Output every line of the records below as a numbered list, omitting blank lines and the pictures.
═════ Records for the task
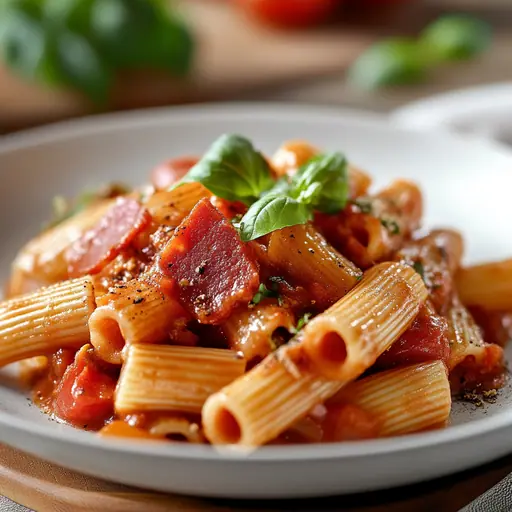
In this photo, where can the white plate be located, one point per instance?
(485, 110)
(467, 185)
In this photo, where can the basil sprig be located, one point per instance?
(83, 43)
(232, 169)
(399, 61)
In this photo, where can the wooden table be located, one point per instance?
(325, 85)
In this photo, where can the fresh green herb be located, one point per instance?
(273, 212)
(83, 43)
(303, 320)
(232, 169)
(265, 293)
(419, 268)
(391, 62)
(400, 61)
(391, 225)
(322, 183)
(457, 37)
(365, 205)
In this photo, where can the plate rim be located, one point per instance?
(440, 110)
(103, 123)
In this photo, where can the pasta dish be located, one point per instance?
(249, 300)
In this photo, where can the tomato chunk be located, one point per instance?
(113, 233)
(425, 340)
(290, 13)
(483, 374)
(209, 265)
(85, 395)
(170, 172)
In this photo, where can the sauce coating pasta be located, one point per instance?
(248, 300)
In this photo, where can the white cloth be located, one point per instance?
(7, 505)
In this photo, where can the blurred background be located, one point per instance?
(68, 58)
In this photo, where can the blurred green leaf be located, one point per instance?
(457, 37)
(390, 62)
(23, 42)
(121, 27)
(141, 33)
(82, 67)
(74, 15)
(82, 43)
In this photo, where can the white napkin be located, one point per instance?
(485, 110)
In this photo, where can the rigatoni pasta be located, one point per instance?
(255, 301)
(388, 397)
(42, 322)
(488, 285)
(346, 339)
(170, 378)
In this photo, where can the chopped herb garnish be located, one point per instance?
(391, 225)
(420, 269)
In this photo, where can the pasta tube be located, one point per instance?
(404, 400)
(255, 331)
(42, 322)
(171, 378)
(346, 339)
(176, 428)
(133, 313)
(43, 258)
(304, 255)
(488, 286)
(266, 401)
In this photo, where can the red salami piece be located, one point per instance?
(102, 243)
(170, 172)
(210, 266)
(425, 340)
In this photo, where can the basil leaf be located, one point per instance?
(457, 37)
(24, 45)
(323, 183)
(72, 15)
(232, 169)
(82, 67)
(272, 212)
(391, 62)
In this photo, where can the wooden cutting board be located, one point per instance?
(45, 487)
(234, 55)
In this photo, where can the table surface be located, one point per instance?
(453, 492)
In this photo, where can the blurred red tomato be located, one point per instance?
(291, 13)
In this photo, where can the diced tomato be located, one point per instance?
(496, 325)
(209, 265)
(291, 13)
(85, 395)
(170, 172)
(489, 372)
(113, 233)
(347, 422)
(425, 340)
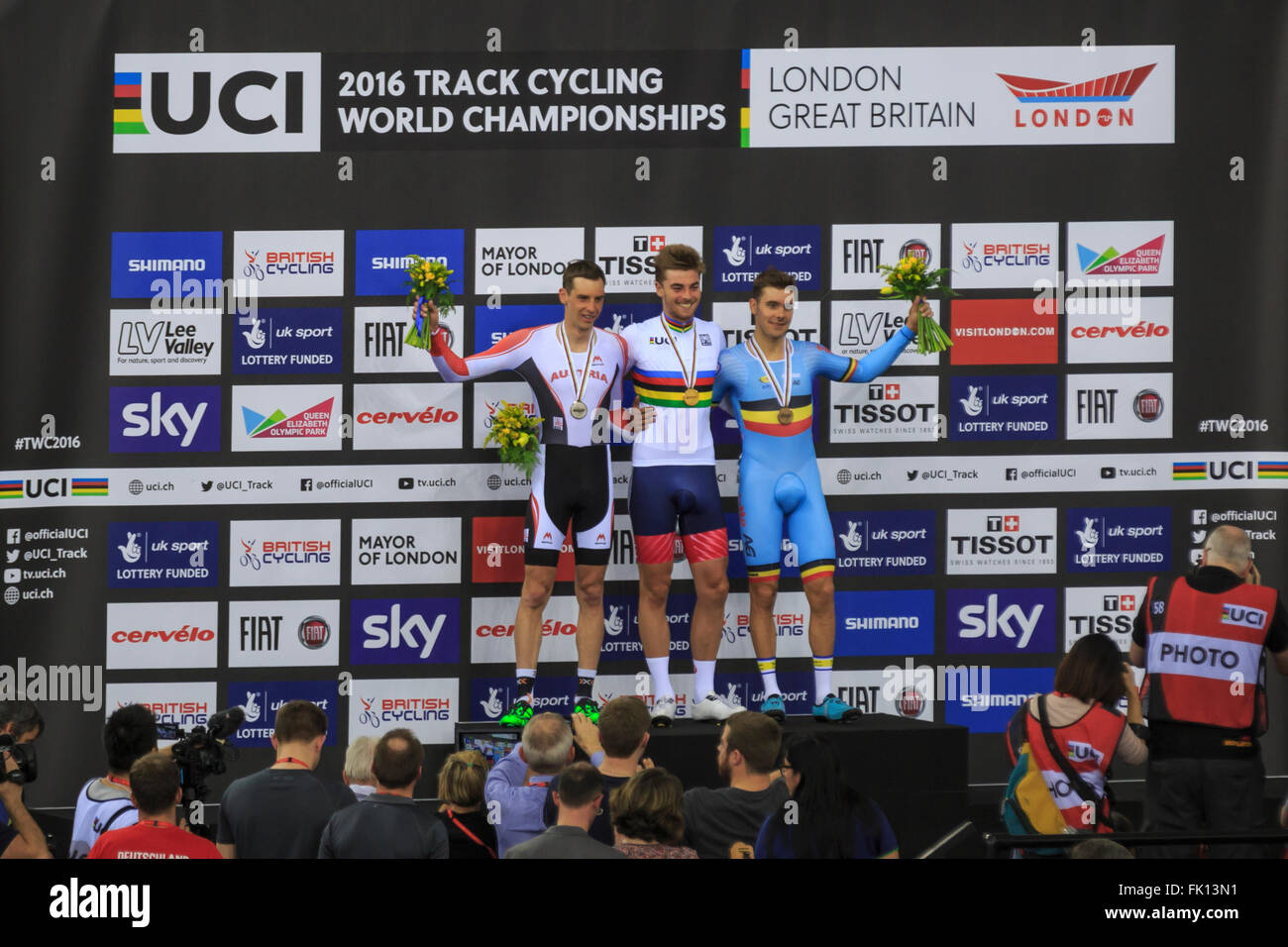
══════════
The completed task:
1. In this photo, where can the white plate be located, one point per instance?
2. (485, 110)
3. (467, 185)
4. In this photo, where can the basil sprig be located, one point per instance?
5. (83, 43)
6. (232, 169)
7. (399, 61)
8. In this photo, where can the wooden table be located, one point per instance?
9. (325, 85)
10. In this photo, where can the fresh green herb be located, one point per instance?
11. (273, 212)
12. (83, 43)
13. (303, 320)
14. (232, 169)
15. (265, 293)
16. (419, 268)
17. (391, 62)
18. (400, 61)
19. (391, 225)
20. (322, 183)
21. (457, 37)
22. (365, 205)
23. In this photo, where can the plate rim be located, one point per instance?
24. (440, 110)
25. (103, 123)
26. In this photo, where can the pasta dish be located, one point per instance?
27. (249, 300)
28. In this photo, where can the tomato chunk be located, one point per instance?
29. (113, 233)
30. (425, 340)
31. (290, 13)
32. (483, 374)
33. (209, 265)
34. (85, 395)
35. (170, 172)
36. In this photo, where can the sauce coating pasta be located, one point per instance?
37. (248, 300)
38. In this photo, where can the white cloth be located, one point per instance?
39. (7, 505)
40. In this photo, where can the blurred background be located, one point per instance?
41. (68, 58)
42. In this photo, where can the blurred green leaf be located, one point per instance?
43. (457, 37)
44. (390, 62)
45. (23, 42)
46. (121, 27)
47. (141, 33)
48. (82, 67)
49. (74, 15)
50. (82, 43)
51. In this photo, where can the white napkin be located, one point per instance?
52. (485, 110)
53. In this photo, where can the rigatoni pasta be located, one point per instance?
54. (255, 301)
55. (388, 397)
56. (42, 322)
57. (488, 285)
58. (346, 339)
59. (170, 378)
60. In this photo, where can the chopped herb garnish be located, one point per instance?
61. (391, 225)
62. (420, 269)
63. In this photo, where can the pasta tube be located, one point per instance?
64. (404, 400)
65. (255, 331)
66. (42, 322)
67. (171, 378)
68. (346, 339)
69. (176, 428)
70. (133, 313)
71. (43, 258)
72. (304, 255)
73. (488, 286)
74. (266, 401)
75. In this photo, where can the red salami piece be located, one point per instance?
76. (102, 243)
77. (170, 172)
78. (210, 266)
79. (425, 340)
80. In this photo, where can the basil leaf be located, one point per instance?
81. (457, 37)
82. (24, 45)
83. (323, 183)
84. (72, 15)
85. (232, 169)
86. (82, 67)
87. (272, 212)
88. (391, 62)
89. In this photo, where can the wooden cutting board be located, one point per instance?
90. (45, 487)
91. (234, 55)
92. In this photo, where can the table surface be located, one point per instance?
93. (453, 492)
94. In this photo, where can the blurred red tomato be located, one point per instance?
95. (291, 13)
96. In this photo, where can the diced tomato be located, one point per instance?
97. (496, 325)
98. (209, 265)
99. (291, 13)
100. (85, 395)
101. (170, 172)
102. (489, 372)
103. (113, 233)
104. (347, 422)
105. (425, 340)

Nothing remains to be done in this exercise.